**Input for this task**
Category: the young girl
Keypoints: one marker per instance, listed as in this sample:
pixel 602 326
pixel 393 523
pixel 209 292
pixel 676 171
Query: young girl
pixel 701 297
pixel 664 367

**Aim of the exercise**
Reproduce every item above line for line, with no changes.

**Correct answer**
Category: the young girl
Keypoints: one marker per instance, listed as in this sample:
pixel 602 326
pixel 393 523
pixel 209 292
pixel 676 171
Query: young girl
pixel 701 297
pixel 664 367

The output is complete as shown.